### EXERCISE REQUIREMENTS:
Could you convert every line of the entries below into a numbered list, skipping any blank lines?
═══ GIVEN INFORMATION ═══
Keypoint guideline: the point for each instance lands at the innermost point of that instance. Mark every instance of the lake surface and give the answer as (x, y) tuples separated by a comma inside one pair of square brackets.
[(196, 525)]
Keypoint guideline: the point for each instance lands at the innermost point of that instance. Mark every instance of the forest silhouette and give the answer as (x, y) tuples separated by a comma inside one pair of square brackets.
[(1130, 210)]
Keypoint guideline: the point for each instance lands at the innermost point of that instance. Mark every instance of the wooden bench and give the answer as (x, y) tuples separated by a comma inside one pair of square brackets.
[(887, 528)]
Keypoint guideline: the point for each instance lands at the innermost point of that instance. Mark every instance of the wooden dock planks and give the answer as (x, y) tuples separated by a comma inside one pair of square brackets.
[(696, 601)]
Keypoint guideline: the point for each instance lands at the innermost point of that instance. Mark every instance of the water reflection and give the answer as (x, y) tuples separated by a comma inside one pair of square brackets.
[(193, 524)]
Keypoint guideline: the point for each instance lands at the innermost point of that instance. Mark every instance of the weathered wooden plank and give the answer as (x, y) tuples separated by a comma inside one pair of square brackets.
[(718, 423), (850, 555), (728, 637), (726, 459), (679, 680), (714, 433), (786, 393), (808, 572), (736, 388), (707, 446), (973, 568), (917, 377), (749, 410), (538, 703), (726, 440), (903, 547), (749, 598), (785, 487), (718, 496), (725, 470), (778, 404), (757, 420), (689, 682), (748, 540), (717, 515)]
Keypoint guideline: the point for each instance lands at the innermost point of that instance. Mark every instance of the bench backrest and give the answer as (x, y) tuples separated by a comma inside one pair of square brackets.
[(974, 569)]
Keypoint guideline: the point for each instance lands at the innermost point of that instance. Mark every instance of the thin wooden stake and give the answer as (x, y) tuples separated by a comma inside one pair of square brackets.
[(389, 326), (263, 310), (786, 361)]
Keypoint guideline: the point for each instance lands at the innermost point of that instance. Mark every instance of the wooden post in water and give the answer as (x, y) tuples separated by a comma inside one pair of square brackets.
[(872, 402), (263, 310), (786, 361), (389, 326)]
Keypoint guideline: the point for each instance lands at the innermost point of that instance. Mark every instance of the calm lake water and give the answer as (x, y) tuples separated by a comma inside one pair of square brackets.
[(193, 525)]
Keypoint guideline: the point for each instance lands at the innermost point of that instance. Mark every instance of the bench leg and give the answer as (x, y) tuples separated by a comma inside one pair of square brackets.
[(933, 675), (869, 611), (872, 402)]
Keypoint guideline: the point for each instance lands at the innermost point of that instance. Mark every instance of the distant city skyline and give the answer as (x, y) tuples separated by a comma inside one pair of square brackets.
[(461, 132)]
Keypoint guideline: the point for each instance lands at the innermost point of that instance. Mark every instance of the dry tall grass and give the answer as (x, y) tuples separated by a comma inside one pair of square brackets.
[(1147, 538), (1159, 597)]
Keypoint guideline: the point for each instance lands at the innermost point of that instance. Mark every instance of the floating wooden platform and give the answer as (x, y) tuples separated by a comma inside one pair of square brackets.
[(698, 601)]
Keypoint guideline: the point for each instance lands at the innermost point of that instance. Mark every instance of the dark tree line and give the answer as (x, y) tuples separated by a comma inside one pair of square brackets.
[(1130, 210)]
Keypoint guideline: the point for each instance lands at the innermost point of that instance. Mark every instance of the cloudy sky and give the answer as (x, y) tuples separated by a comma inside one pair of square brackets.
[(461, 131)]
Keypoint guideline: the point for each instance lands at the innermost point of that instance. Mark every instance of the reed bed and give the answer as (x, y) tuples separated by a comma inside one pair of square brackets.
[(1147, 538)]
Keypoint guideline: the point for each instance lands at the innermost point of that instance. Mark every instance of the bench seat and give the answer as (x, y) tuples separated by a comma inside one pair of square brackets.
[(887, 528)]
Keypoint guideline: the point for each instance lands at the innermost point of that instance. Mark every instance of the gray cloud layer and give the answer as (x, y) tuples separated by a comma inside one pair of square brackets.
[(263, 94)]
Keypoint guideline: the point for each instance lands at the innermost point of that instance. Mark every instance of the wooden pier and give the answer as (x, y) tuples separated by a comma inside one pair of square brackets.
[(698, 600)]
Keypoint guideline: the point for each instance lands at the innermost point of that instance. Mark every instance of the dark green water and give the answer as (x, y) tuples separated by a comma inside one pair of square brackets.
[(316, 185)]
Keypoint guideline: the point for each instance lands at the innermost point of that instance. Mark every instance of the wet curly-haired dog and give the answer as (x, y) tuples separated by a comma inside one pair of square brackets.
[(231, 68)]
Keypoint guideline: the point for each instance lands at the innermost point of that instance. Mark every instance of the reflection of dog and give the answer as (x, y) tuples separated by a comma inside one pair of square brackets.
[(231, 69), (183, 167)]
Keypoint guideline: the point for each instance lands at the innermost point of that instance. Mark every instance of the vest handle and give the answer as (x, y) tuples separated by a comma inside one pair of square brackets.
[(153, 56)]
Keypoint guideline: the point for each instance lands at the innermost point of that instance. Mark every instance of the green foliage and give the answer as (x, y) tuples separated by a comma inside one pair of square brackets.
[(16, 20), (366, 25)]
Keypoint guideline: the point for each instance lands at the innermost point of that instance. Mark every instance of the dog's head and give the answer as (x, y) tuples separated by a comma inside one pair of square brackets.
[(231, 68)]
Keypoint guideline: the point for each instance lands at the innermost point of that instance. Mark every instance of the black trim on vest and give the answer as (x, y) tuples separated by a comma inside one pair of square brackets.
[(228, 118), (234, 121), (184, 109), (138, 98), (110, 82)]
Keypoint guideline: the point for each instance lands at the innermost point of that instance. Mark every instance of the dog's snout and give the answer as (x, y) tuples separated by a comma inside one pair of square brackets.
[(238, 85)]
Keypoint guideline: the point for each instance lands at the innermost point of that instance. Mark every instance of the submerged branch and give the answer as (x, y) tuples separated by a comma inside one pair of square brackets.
═══
### ANSWER FOR THE TASK:
1. Keypoint guideline: the point for each instance lands at the innermost point of that instance. Mark every instance of the lake surface and give the answer as (x, y) tuples separated by a comma inside one pair of square brackets.
2. [(196, 525)]
3. Keypoint guideline: the point for each instance lands at the innermost point of that instance. Mark every instance of the forest silhouette and give the answer as (x, y) tuples separated by a comma inside one pair of square brackets.
4. [(1130, 210)]
5. Keypoint guideline: the point for each instance lands at the innermost point of that instance. Mark every instance of the wooden bench and give the answer as (x, y) tuples separated by a comma inside one pair of square brackets.
6. [(887, 528)]
7. Keypoint guideline: the point for each instance lands at the innermost point of that instance. Mark every instance of the wooden dock planks and give the answer as (x, y) tuples separated by a comma inside one pair of square brackets.
8. [(696, 601)]
9. Keypoint guideline: the point for each instance lands at the innermost point of that instance. Mark every instance of the water reflection and give the answer as (x, y) tuples separated by a comma inside one pair of square brackets.
10. [(193, 524)]
11. Keypoint guideline: the point for each instance lands at the innermost point of that instance. Mark every instance of the weathered wooden plank and give the answer as (x, y) tuples separated by a comma inside one pair of square brackets.
12. [(718, 423), (850, 555), (728, 637), (726, 459), (679, 680), (714, 433), (786, 393), (808, 572), (736, 388), (707, 446), (973, 568), (917, 377), (749, 410), (538, 703), (726, 440), (903, 547), (749, 598), (785, 487), (718, 496), (725, 470), (778, 404), (757, 420), (689, 682), (748, 540), (717, 515)]
13. Keypoint guideline: the point for each instance lands at the innermost point of that instance. Mark every instance of the bench backrest and give the answer as (x, y) tuples separated by a comma inside one pair of square brackets.
14. [(974, 569)]
15. Keypoint guideline: the point for each instance lands at the innermost point of that instance. Mark every instance of the thin wooden stake and give the answer as (x, y) tuples separated by a comma inside one pair of square brackets.
16. [(389, 326), (263, 310), (786, 361)]
17. Keypoint guideline: the point for each instance lands at the innermost point of that instance. Mark every instance of the wooden post in water and give the answer as (x, y) tuples separated by a comma inside one pair of square brackets.
18. [(872, 402), (263, 310), (786, 361), (389, 326)]
19. Keypoint guideline: the point for each instance lands at the innermost point of that instance. Mark every instance of the calm lake water and give the answer as (x, y) tuples separated by a comma inside one pair of square brackets.
20. [(193, 525)]
21. Keypoint guideline: the point for each instance lands at the innermost point of that instance. Mark every instance of the bench leg and give the answer as (x, y) tuples separated by a comma inside one pair of square brackets.
22. [(933, 675), (869, 611), (872, 402)]
23. Keypoint guideline: the point for each instance lands at the innermost point of that instance. Mark every instance of the distant city skyline and give the answer as (x, y) tuples separated by a comma inside one pair of square brackets.
24. [(461, 132)]
25. Keypoint guideline: the point for each instance lands at the innermost point of that instance. Mark every instance of the dry tall grass and give the answer as (x, y) tuples separated by a comma inside one pair of square brackets.
26. [(1147, 538), (1159, 597)]
27. Keypoint guideline: the point for each instance lands at the innermost point of that instance. Mark every instance of the floating wooden platform and give the answer as (x, y) tuples separated by a comma inside one pair of square brackets.
28. [(698, 601)]
29. Keypoint guideline: the point for each instance lands at the innermost point of that instance. Mark every instance of the dark tree line and give the answer as (x, y) tuples separated by a comma inside one pair of square brackets.
30. [(1130, 210)]
31. Keypoint guideline: the point for each instance lands at the innermost point of that instance. Mark every instance of the cloudy sky and give the answer as (x, y) tuples separated by a comma inside one pair of square brackets.
32. [(461, 131)]
33. Keypoint guideline: the point for each instance lands at the innermost point of that instance. Mark every instance of the reed bed and give the answer as (x, y) tuples separated by a comma inside one pair of square brackets.
34. [(1147, 538)]
35. Keypoint guideline: the point for each instance lands at the innermost point of that instance. Mark every instance of the bench seat and give the answer as (x, y) tuples separated by a comma inside one pair of square brackets.
36. [(887, 528)]
37. Keypoint guideline: the point for each instance lands at the innermost point of that instance. Mark every instance of the gray cloud layer and give the answer as (x, y) tuples separated by a comma inside one pair of square brackets.
38. [(263, 94)]
39. Keypoint guideline: the point for each instance lands at the innermost point of that instance. Mark every instance of the wooden pier and give the answer as (x, y) tuples separated by a comma inside one pair of square brackets.
40. [(698, 600)]
41. Keypoint guideline: the point for each instance lands at the innermost point of that instance. Mark every instance of the dark green water and give the answer as (x, y) tuples separated by a comma inside one pair of square brackets.
42. [(316, 185)]
43. Keypoint guideline: the point for each instance lands at the innermost point of that instance. Mark every instance of the wet curly-haired dog and give the answer as (x, y) tuples separated by a comma inside one pair of square brackets.
44. [(231, 68)]
45. Keypoint guideline: the point for each instance lands at the innermost point of that instance. Mark every instance of the reflection of dog and give the answer as (x, y) tuples separated by a comma inside one pair of square brackets.
46. [(231, 69), (183, 167)]
47. Keypoint guideline: the point for each instance lands at the innermost point of that instance. Mark every instance of the vest handle and give the answer as (x, y) tuples separated by a comma inside one pair of square brackets.
48. [(153, 56)]
49. Keypoint guideline: the point for each instance lands at the innermost point of that instance. Mark every instance of the green foliage and give the answer as (x, y) tuples separated by a comma inside one pair of square brackets.
50. [(16, 20), (366, 25)]
51. Keypoint guideline: the point for each instance lands at the innermost point of that instance. Mark every instance of the dog's head and give the answer as (x, y) tuples separated by a comma inside one pair of square brackets.
52. [(231, 68)]
53. Keypoint guideline: the point for each instance lands at the innermost point of that instance. Mark every instance of the black trim on vest and give the answer as (x, y) tuples separated by a comma inside one pair of square brackets.
54. [(228, 118), (234, 121), (184, 109), (138, 98), (110, 82)]
55. Keypoint guideline: the point for each instance lands at the innermost point of that instance. Mark every instance of the dog's snout and give the answer as (x, y) tuples separated by a comma inside one pair of square brackets.
56. [(238, 85)]
57. Keypoint guideline: the point for each instance lands at the innermost point of that instance. Mark every instance of the submerged branch and give the answer as (x, y) tuples separated by a comma inside one pair of square brackets.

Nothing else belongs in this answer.